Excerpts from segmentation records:

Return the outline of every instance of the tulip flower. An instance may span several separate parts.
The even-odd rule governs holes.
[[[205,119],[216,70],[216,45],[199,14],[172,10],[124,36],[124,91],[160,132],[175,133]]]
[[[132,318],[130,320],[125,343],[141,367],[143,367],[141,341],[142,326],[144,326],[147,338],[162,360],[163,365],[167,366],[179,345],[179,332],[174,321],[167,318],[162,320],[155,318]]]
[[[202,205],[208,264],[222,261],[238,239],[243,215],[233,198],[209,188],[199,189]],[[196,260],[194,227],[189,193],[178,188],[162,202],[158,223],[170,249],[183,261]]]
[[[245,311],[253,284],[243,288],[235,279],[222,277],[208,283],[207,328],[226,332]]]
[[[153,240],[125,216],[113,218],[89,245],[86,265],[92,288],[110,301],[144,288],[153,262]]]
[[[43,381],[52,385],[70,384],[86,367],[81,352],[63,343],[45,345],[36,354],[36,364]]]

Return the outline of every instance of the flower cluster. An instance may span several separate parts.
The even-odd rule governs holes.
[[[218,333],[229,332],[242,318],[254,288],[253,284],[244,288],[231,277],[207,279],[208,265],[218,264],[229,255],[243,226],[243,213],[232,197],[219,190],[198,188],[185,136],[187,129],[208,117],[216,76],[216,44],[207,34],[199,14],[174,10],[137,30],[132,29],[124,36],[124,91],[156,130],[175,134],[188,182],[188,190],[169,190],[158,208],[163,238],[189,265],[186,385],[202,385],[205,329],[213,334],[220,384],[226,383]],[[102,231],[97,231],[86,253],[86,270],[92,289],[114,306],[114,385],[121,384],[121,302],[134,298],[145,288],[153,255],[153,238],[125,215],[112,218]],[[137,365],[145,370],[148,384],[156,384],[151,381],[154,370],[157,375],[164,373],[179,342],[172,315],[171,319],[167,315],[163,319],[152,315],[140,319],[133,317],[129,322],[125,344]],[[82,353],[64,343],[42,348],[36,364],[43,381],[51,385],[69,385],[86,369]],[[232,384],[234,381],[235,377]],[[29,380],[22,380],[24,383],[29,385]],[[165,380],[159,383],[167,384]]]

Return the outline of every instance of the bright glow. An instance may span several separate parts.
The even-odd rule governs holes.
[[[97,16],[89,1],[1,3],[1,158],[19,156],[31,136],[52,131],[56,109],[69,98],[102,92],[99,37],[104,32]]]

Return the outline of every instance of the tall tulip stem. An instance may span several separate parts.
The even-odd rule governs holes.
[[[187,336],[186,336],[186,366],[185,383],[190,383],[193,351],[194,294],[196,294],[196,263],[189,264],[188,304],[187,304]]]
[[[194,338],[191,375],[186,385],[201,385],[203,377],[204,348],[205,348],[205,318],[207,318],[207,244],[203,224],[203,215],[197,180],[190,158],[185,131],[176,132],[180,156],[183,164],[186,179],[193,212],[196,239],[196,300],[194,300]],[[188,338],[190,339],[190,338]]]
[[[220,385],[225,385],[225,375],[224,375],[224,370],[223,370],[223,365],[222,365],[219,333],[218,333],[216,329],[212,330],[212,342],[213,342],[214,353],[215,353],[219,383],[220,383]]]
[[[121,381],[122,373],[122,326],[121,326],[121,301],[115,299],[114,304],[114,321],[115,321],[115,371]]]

**Exercise instructions:** Transcribe all of the lines above verbatim, preserving every character, number and bracket without alteration.

**Answer to the task:**
Return the outline of every instance of the tulip flower. An instance may span several separate parts.
The even-odd rule governs holes.
[[[205,119],[216,70],[216,45],[199,14],[172,10],[124,36],[124,91],[160,132],[175,133]]]
[[[132,318],[130,320],[125,343],[141,367],[143,367],[141,341],[142,326],[144,326],[147,338],[162,360],[163,365],[167,366],[179,345],[179,332],[174,321],[167,318],[162,320],[155,318]]]
[[[202,205],[208,264],[222,261],[238,239],[243,215],[233,198],[209,188],[199,189]],[[196,260],[194,227],[189,193],[178,188],[162,202],[158,223],[170,249],[183,261]]]
[[[245,311],[253,284],[243,288],[235,279],[222,277],[208,283],[207,328],[226,332]]]
[[[153,240],[125,216],[113,218],[89,245],[86,265],[92,288],[110,301],[144,288],[153,262]]]
[[[43,381],[52,385],[70,384],[86,367],[81,352],[63,343],[45,345],[36,354],[36,364]]]

Return the outline of every instance of the flower cluster. An instance may span several separate parts.
The even-odd rule governs holes.
[[[218,333],[229,332],[242,318],[254,288],[253,284],[244,288],[231,277],[207,279],[208,265],[218,264],[229,255],[243,226],[243,213],[232,197],[219,190],[198,188],[185,136],[187,129],[208,117],[216,76],[216,44],[207,34],[199,14],[174,10],[137,30],[132,29],[124,36],[124,91],[156,130],[175,134],[188,182],[188,190],[169,190],[158,208],[163,238],[189,265],[186,385],[202,385],[205,329],[213,334],[220,384],[226,383]],[[102,231],[97,231],[86,253],[86,270],[92,289],[114,306],[114,385],[121,384],[121,302],[134,298],[145,288],[153,255],[153,238],[125,215],[112,218]],[[137,365],[145,370],[148,384],[156,384],[151,381],[154,370],[157,375],[164,373],[179,342],[172,315],[171,319],[167,315],[163,319],[152,315],[140,319],[133,317],[129,322],[125,344]],[[82,353],[64,343],[42,348],[36,364],[43,381],[51,385],[69,385],[86,369]],[[232,384],[234,381],[235,377]],[[29,380],[22,380],[24,383],[29,385]],[[165,380],[159,383],[167,384]]]

Return the outline of every instance of the bright glow. An instance may span several separate parts.
The even-odd rule governs holes.
[[[97,16],[89,1],[1,3],[1,158],[19,156],[31,136],[52,131],[56,109],[69,98],[102,92],[99,37],[104,32]]]

Return the outline of every instance of the tall tulip stem. An instance may span several separate parts.
The even-odd rule governs holes.
[[[187,336],[186,336],[186,366],[185,383],[190,383],[193,351],[194,294],[196,294],[196,263],[189,264],[188,304],[187,304]]]
[[[194,338],[191,375],[186,385],[201,385],[203,377],[204,348],[205,348],[205,318],[207,318],[207,244],[203,224],[203,215],[197,180],[190,158],[185,131],[176,132],[180,156],[183,164],[186,179],[193,212],[196,239],[196,300],[194,300]],[[188,338],[190,339],[190,338]]]
[[[220,385],[225,385],[225,375],[224,375],[224,370],[223,370],[223,365],[222,365],[219,333],[218,333],[216,329],[212,330],[212,342],[213,342],[214,353],[215,353],[219,383],[220,383]]]
[[[121,381],[122,373],[122,326],[121,326],[121,301],[115,299],[114,304],[114,321],[115,321],[115,371]]]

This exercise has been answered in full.